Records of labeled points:
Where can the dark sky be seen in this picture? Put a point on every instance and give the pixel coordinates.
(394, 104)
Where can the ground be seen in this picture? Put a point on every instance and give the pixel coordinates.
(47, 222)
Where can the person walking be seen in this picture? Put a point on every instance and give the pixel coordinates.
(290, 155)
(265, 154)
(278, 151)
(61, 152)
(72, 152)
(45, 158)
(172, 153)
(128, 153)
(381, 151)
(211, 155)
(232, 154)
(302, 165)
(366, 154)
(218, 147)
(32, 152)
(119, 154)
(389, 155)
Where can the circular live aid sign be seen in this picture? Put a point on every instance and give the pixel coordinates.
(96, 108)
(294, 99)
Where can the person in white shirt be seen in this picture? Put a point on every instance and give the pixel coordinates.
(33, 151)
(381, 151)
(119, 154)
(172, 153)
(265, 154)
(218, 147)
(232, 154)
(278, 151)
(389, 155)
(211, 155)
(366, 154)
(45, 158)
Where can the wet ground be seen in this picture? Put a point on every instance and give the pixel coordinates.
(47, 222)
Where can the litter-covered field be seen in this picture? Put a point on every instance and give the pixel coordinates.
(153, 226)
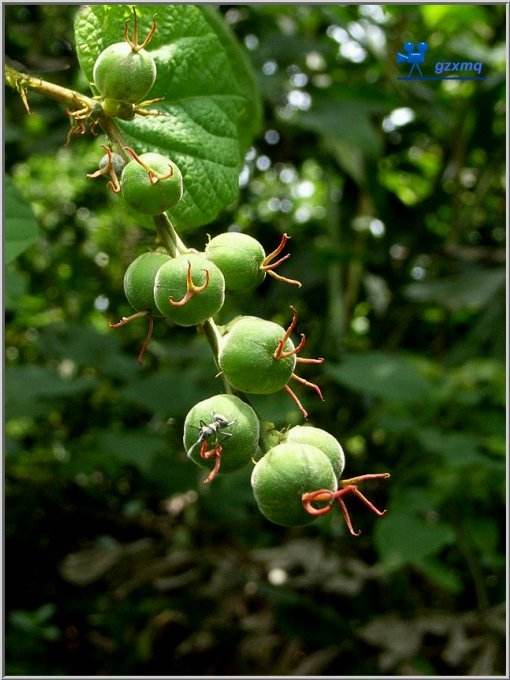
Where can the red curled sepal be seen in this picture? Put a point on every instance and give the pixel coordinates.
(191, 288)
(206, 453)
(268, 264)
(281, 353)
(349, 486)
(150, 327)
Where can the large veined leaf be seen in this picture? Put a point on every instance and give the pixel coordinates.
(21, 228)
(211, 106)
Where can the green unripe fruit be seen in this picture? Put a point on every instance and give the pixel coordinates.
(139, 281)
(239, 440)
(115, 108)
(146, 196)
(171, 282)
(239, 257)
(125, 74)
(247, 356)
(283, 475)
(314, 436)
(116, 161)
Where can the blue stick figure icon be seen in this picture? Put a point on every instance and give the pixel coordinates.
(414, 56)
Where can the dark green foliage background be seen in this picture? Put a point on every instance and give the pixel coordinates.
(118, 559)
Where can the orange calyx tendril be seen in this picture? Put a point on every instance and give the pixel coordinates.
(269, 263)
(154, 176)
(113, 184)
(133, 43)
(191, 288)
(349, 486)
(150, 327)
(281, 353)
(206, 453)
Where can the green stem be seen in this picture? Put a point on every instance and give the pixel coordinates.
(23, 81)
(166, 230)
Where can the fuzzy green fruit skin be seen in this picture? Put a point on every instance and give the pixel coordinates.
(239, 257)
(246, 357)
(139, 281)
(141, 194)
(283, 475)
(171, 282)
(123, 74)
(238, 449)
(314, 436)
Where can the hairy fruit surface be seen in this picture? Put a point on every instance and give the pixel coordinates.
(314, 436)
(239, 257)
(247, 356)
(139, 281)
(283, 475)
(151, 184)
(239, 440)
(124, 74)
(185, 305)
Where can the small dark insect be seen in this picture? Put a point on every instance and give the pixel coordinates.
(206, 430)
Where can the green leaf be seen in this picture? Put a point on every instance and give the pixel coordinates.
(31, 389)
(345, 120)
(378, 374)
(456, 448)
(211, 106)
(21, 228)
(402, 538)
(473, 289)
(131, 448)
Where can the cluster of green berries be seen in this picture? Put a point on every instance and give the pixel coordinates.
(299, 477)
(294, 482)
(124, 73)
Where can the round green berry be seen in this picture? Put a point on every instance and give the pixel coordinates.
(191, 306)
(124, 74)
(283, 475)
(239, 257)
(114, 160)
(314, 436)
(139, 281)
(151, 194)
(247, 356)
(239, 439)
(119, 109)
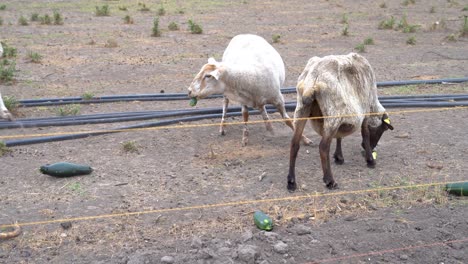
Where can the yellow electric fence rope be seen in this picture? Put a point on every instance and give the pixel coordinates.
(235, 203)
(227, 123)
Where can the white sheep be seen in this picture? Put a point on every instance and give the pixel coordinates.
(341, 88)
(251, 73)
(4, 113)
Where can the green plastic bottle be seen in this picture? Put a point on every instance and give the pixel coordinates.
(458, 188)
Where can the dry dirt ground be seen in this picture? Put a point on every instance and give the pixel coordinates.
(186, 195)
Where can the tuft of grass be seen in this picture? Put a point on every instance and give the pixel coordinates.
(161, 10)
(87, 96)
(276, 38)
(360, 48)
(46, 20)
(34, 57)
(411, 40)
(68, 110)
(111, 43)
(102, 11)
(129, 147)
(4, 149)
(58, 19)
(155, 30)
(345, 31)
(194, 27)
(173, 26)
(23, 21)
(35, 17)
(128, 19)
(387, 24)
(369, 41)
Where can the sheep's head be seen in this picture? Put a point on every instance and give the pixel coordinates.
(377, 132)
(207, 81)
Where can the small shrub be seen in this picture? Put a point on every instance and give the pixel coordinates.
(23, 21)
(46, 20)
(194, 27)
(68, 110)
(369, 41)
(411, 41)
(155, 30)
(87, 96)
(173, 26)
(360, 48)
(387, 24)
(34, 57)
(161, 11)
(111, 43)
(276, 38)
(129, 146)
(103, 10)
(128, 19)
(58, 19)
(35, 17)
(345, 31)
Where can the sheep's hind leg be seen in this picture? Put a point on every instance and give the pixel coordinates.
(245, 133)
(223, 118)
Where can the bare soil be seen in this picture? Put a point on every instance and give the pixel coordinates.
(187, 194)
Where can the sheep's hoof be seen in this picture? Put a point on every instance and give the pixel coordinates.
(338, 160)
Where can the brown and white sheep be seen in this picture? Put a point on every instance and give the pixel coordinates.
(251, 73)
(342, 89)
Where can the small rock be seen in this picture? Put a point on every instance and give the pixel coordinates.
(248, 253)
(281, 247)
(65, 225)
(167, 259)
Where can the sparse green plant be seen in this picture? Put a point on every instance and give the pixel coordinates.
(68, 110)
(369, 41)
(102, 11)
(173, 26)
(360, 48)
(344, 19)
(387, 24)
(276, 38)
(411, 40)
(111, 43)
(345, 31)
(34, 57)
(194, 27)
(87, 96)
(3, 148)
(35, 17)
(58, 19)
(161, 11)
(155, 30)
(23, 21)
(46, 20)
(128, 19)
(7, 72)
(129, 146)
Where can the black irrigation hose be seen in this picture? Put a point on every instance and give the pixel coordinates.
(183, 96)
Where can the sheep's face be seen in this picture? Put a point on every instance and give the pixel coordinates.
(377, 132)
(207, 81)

Exercise requirements:
Can you convert all of the data above into a Markdown table with the columns n and Line, giving each line its own numbered row, skipping blank lines, and leaving the pictures out?

Solution for this task:
| n | Line |
|---|---|
| 1 | Where can the dark sky be seen in this picture? Put a point on every instance and give the pixel coordinates. |
| 2 | (394, 104) |
| 3 | Where can the ground be seen in this picture? Put a point on every instance and give the pixel coordinates. |
| 4 | (47, 222) |
| 5 | Where can the person walking be seen in this picture? Put a point on every instance and give the pixel coordinates. |
| 6 | (290, 155) |
| 7 | (265, 154) |
| 8 | (278, 151) |
| 9 | (61, 152) |
| 10 | (72, 152) |
| 11 | (45, 158) |
| 12 | (172, 153) |
| 13 | (128, 153) |
| 14 | (381, 151) |
| 15 | (211, 155) |
| 16 | (232, 154) |
| 17 | (302, 165) |
| 18 | (366, 154) |
| 19 | (218, 147) |
| 20 | (32, 152) |
| 21 | (119, 154) |
| 22 | (389, 155) |
| 23 | Where can the circular live aid sign be seen in this picture? Put a point on every instance and give the pixel coordinates. |
| 24 | (96, 108) |
| 25 | (294, 99) |
| 26 | Where can the person in white shirt be seen in this picture? Put a point on every instance and give the pixel coordinates. |
| 27 | (33, 151) |
| 28 | (381, 151) |
| 29 | (119, 154) |
| 30 | (172, 153) |
| 31 | (265, 154) |
| 32 | (218, 147) |
| 33 | (232, 154) |
| 34 | (278, 151) |
| 35 | (389, 155) |
| 36 | (211, 155) |
| 37 | (366, 154) |
| 38 | (45, 158) |
| 39 | Where can the wet ground be seen in this picture? Put a point on every instance and give the pixel coordinates. |
| 40 | (47, 222) |
| 41 | Where can the litter-covered field be seen in this picture? Put a point on every instance and give the pixel coordinates. |
| 42 | (153, 226) |
| 43 | Where can the red curled sepal be seen in this picture? Put a point on every instance and give the pixel coordinates. |
| 44 | (191, 288) |
| 45 | (206, 453) |
| 46 | (268, 264) |
| 47 | (281, 353) |
| 48 | (349, 486) |
| 49 | (150, 327) |
| 50 | Where can the large veined leaf be seen in this picture? Put a point on every instance and give the pixel coordinates. |
| 51 | (21, 228) |
| 52 | (211, 106) |
| 53 | Where can the green unripe fruit be seen in this picture? Put a point on every instance and give the pixel coordinates. |
| 54 | (139, 281) |
| 55 | (239, 440) |
| 56 | (115, 108) |
| 57 | (146, 196) |
| 58 | (171, 282) |
| 59 | (239, 257) |
| 60 | (125, 74) |
| 61 | (247, 356) |
| 62 | (283, 475) |
| 63 | (314, 436) |
| 64 | (116, 161) |
| 65 | Where can the blue stick figure icon be seen in this picture? Put a point on every instance and give the pixel coordinates. |
| 66 | (414, 56) |
| 67 | Where can the dark green foliage background be seen in this picture? Put a point on every instance and give the pixel coordinates. |
| 68 | (118, 559) |
| 69 | Where can the orange calyx tendril be seen in this picture? Put a point on every instance and give the pixel coordinates. |
| 70 | (269, 263) |
| 71 | (154, 176) |
| 72 | (113, 184) |
| 73 | (133, 43) |
| 74 | (191, 288) |
| 75 | (349, 486) |
| 76 | (150, 327) |
| 77 | (281, 353) |
| 78 | (206, 453) |
| 79 | Where can the green stem be seen in this picture? Put a point on every instance and give the pixel coordinates. |
| 80 | (23, 81) |
| 81 | (166, 230) |
| 82 | Where can the fuzzy green fruit skin be seen in this picture? Put a point on every instance and give the pixel coordinates. |
| 83 | (239, 257) |
| 84 | (246, 357) |
| 85 | (139, 281) |
| 86 | (141, 194) |
| 87 | (283, 475) |
| 88 | (171, 282) |
| 89 | (123, 74) |
| 90 | (238, 449) |
| 91 | (314, 436) |
| 92 | Where can the hairy fruit surface be seen in this picture? Put a point on every instance and give the pixel coordinates. |
| 93 | (314, 436) |
| 94 | (239, 257) |
| 95 | (247, 356) |
| 96 | (139, 281) |
| 97 | (283, 475) |
| 98 | (151, 184) |
| 99 | (239, 440) |
| 100 | (124, 74) |
| 101 | (185, 305) |
| 102 | Where can the small dark insect be seen in this picture? Put a point on every instance and give the pixel coordinates. |
| 103 | (206, 430) |
| 104 | Where can the green leaf be seen in this picture? Put a point on every instance and give the pixel coordinates. |
| 105 | (31, 389) |
| 106 | (345, 120) |
| 107 | (378, 374) |
| 108 | (456, 448) |
| 109 | (211, 106) |
| 110 | (21, 228) |
| 111 | (402, 538) |
| 112 | (473, 289) |
| 113 | (131, 448) |
| 114 | Where can the cluster of green berries be seen in this picture? Put a point on every instance and give the pixel coordinates. |
| 115 | (299, 477) |
| 116 | (294, 482) |
| 117 | (124, 73) |
| 118 | Where can the round green berry be seen in this picture? Put a point on every instance and give the pixel coordinates. |
| 119 | (191, 306) |
| 120 | (124, 74) |
| 121 | (283, 475) |
| 122 | (239, 257) |
| 123 | (114, 160) |
| 124 | (314, 436) |
| 125 | (139, 281) |
| 126 | (151, 194) |
| 127 | (247, 356) |
| 128 | (239, 439) |
| 129 | (119, 109) |
| 130 | Where can the yellow electric fence rope be seen in this picture? Put a point on every instance and give the pixel coordinates. |
| 131 | (235, 203) |
| 132 | (227, 123) |
| 133 | Where can the white sheep be seen in this picture? Put a point on every instance and give the pixel coordinates. |
| 134 | (341, 88) |
| 135 | (251, 73) |
| 136 | (4, 113) |
| 137 | Where can the green plastic bottle be seen in this picture? Put a point on every instance and give the pixel coordinates. |
| 138 | (458, 188) |
| 139 | Where can the dry dirt ground be seen in this picture? Put a point on every instance and give the pixel coordinates. |
| 140 | (186, 195) |
| 141 | Where can the tuft of grass be seen in this picture? Put a point on every instance and give the pixel coordinates. |
| 142 | (161, 10) |
| 143 | (87, 96) |
| 144 | (276, 38) |
| 145 | (360, 48) |
| 146 | (46, 20) |
| 147 | (34, 57) |
| 148 | (411, 40) |
| 149 | (68, 110) |
| 150 | (111, 43) |
| 151 | (102, 11) |
| 152 | (129, 147) |
| 153 | (4, 149) |
| 154 | (58, 19) |
| 155 | (155, 30) |
| 156 | (345, 31) |
| 157 | (194, 27) |
| 158 | (173, 26) |
| 159 | (23, 21) |
| 160 | (35, 17) |
| 161 | (128, 19) |
| 162 | (387, 24) |
| 163 | (369, 41) |
| 164 | Where can the sheep's head be seen in this picture? Put a point on every instance and give the pixel coordinates. |
| 165 | (377, 132) |
| 166 | (207, 81) |
| 167 | Where can the small shrub be seen in this picture? Put a point on every instance and give the pixel coordinates. |
| 168 | (23, 21) |
| 169 | (46, 20) |
| 170 | (194, 27) |
| 171 | (68, 110) |
| 172 | (369, 41) |
| 173 | (411, 41) |
| 174 | (155, 30) |
| 175 | (87, 96) |
| 176 | (173, 26) |
| 177 | (360, 48) |
| 178 | (387, 24) |
| 179 | (34, 57) |
| 180 | (161, 11) |
| 181 | (111, 43) |
| 182 | (276, 38) |
| 183 | (129, 146) |
| 184 | (103, 10) |
| 185 | (128, 19) |
| 186 | (58, 19) |
| 187 | (35, 17) |
| 188 | (345, 31) |
| 189 | Where can the sheep's hind leg be seen in this picture? Put a point on every instance and give the pixel coordinates. |
| 190 | (245, 133) |
| 191 | (223, 118) |
| 192 | Where can the bare soil be seen in this picture? Put a point on every instance and give the pixel coordinates. |
| 193 | (187, 194) |
| 194 | Where can the sheep's hoof be seen in this picture? Put a point on every instance and give the pixel coordinates. |
| 195 | (338, 160) |
| 196 | Where can the brown and white sheep be seen in this picture? Put a point on every instance and give the pixel coordinates. |
| 197 | (251, 73) |
| 198 | (342, 89) |
| 199 | Where can the small rock be seen in this picture? Put a point on every instance and give the pixel coordinates. |
| 200 | (248, 253) |
| 201 | (281, 247) |
| 202 | (65, 225) |
| 203 | (167, 259) |
| 204 | Where can the sparse green plant be seen in this picture? Put a point on every instance and give the pixel coordinates. |
| 205 | (68, 110) |
| 206 | (369, 41) |
| 207 | (102, 11) |
| 208 | (173, 26) |
| 209 | (360, 48) |
| 210 | (344, 19) |
| 211 | (387, 24) |
| 212 | (276, 38) |
| 213 | (411, 40) |
| 214 | (111, 43) |
| 215 | (345, 31) |
| 216 | (34, 57) |
| 217 | (194, 27) |
| 218 | (87, 96) |
| 219 | (3, 148) |
| 220 | (35, 17) |
| 221 | (58, 19) |
| 222 | (161, 11) |
| 223 | (155, 30) |
| 224 | (23, 21) |
| 225 | (46, 20) |
| 226 | (128, 19) |
| 227 | (7, 72) |
| 228 | (129, 146) |
| 229 | Where can the black irrigation hose be seen in this picture? Put a point on every instance and give the pixel coordinates. |
| 230 | (183, 96) |
| 231 | Where can the sheep's face be seen in this picture? Put a point on every instance and give the pixel coordinates. |
| 232 | (377, 132) |
| 233 | (207, 81) |